• **Artigo**
━━━━━━━━━━━━━━━━━━━━

Mais de 40 dias, menos de 45 noites

Verde... Uma imensidão de verde. Uma imensidão de folhas verdes que bailam ao sabor do vento. Vejo verde, neste dia em que o sol não brilha, e o calor não desarma. Vejo verde e castanho e cinza. Sorrio. Não sei se escrevo sobre o castanho das árvores, onde o verde baila a valsa do vento, ou se escrevo sobre o castanho da chávena de café.

Estou aqui há mais de quarenta dias e menos de quarenta e cinco noites. Não posso dizer que não dei pelo Tempo passar, porque a Saudade conta cada segundo, mas perdi a conta ao que ela conta. Sei que os segundos, feitos minutos, transformadas em horas, metamorfoseados em dias passaram, mas não sei quantos passaram. Até tomar consciência do que não sei e passar a saber...

Ontem, enquanto passeava por Karachi, parei numa livraria e, num impulso que qualquer leitor compulsivo entenderá, comprei vários livros, de rajada, sem pensar muito. Um autor turco, um autor afegão e dois autores paquistaneses habitam agora ao lado de um autor português, que repousa na mesinha de cabeceira deste quarto que agora é meu.

Ainda não eram nove e meia quando o pequeno-almoço veio. Ishaq vem, como sempre, com um tabuleiro cheio e um sorriso simpático. Deixo que as cores despertem os meus sentidos: o verde do cacho de uvas, o amarelo das duas bananas, o vermelho da maçã, o castanho do pão torrado, o laranja da compota e o negro do café.

Saboreio tudo sem pressas, enquanto fito os autores que agora habitam comigo. Brian Crain dedilha no seu piano fazendo-me companhia, neste espaço feito de solidão, esperança, sonho e Saudade. Tomo sempre o pequeno-almoço a sós, na companhia imaterial de um músico. Ontem foi Taro Hakase, anteontem Farid Farjad. E fito de novo os autores. Apetece-me ler algo novo!

Escolho ao acaso. "O Prisioneiro" de Omar Shahid Hamid. E eu que me sinto cada vez mais Livre abraço o paradoxo e perco-me na leitura. Vejo, com olhos que não os meus, uma Karachi que aos poucos vou conhecendo. Descubro a cidade, enquanto me descubro a mim, e hoje nem sequer saí do quarto. O Tempo passa, a Saudade conta-o, mas Eu não sei o que ela conta.

━━━━━━━━━━━━━━━━━━━━

• **Dados apresentados**
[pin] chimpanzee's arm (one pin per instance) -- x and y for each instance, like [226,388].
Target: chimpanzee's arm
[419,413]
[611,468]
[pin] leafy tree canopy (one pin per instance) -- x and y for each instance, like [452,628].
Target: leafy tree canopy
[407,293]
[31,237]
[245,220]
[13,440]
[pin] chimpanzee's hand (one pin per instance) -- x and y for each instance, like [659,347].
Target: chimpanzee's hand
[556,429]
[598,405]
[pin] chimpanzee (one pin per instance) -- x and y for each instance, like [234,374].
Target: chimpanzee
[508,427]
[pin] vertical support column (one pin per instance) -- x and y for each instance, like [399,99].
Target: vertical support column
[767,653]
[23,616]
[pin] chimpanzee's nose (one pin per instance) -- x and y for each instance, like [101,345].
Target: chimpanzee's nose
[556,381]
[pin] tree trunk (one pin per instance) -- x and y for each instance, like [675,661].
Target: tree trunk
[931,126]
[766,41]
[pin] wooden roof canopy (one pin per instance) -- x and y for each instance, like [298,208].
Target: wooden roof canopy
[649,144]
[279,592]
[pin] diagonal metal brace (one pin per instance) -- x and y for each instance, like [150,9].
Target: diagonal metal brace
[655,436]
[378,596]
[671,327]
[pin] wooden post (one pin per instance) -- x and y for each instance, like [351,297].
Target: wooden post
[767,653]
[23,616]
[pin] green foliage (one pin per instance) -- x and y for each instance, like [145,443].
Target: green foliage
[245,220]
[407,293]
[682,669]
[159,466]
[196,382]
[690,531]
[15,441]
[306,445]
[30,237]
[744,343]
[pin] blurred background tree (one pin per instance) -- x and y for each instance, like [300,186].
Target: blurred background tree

━━━━━━━━━━━━━━━━━━━━

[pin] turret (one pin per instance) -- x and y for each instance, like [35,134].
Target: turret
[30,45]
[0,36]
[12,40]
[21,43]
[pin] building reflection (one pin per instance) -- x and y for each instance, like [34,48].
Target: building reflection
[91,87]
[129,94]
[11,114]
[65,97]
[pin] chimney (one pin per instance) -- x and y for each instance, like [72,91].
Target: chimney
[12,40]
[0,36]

━━━━━━━━━━━━━━━━━━━━

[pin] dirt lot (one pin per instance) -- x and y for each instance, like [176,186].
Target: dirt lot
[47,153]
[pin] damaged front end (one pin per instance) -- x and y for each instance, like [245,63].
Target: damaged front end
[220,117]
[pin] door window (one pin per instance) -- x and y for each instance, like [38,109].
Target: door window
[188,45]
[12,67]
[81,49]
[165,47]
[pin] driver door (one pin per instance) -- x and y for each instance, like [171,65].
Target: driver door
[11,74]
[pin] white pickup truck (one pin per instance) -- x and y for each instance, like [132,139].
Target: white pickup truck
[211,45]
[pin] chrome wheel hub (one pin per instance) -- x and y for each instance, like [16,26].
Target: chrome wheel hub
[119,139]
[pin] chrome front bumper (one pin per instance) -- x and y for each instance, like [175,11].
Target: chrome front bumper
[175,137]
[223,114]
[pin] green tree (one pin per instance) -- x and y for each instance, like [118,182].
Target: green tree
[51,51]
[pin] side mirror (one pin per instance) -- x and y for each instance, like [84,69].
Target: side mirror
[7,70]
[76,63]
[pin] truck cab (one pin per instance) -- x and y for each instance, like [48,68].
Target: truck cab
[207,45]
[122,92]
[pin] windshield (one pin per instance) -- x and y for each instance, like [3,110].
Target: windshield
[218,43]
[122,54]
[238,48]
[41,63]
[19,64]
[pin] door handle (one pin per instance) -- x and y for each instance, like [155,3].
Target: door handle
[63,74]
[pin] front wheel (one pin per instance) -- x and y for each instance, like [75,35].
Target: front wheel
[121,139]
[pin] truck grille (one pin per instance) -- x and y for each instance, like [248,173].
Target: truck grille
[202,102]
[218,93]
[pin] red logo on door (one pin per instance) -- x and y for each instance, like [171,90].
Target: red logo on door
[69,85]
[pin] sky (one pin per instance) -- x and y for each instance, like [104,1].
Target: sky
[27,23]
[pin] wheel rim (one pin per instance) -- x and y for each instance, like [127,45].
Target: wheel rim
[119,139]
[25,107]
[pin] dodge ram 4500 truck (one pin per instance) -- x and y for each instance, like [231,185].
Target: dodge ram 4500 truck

━━━━━━━━━━━━━━━━━━━━

• **Faça isto**
Reescreva de forma mais breve o parágrafo do artigo que começa por "Ainda não eram nove e meia", mantendo os factos principais.

• **Resposta da tarefa**
Antes das nove e meia, Ishaq trouxe o pequeno-almoço, como sempre, com um tabuleiro cheio e um sorriso simpático: um cacho de uvas verdes, duas bananas amarelas, uma maçã vermelha, pão torrado, compota cor de laranja e café.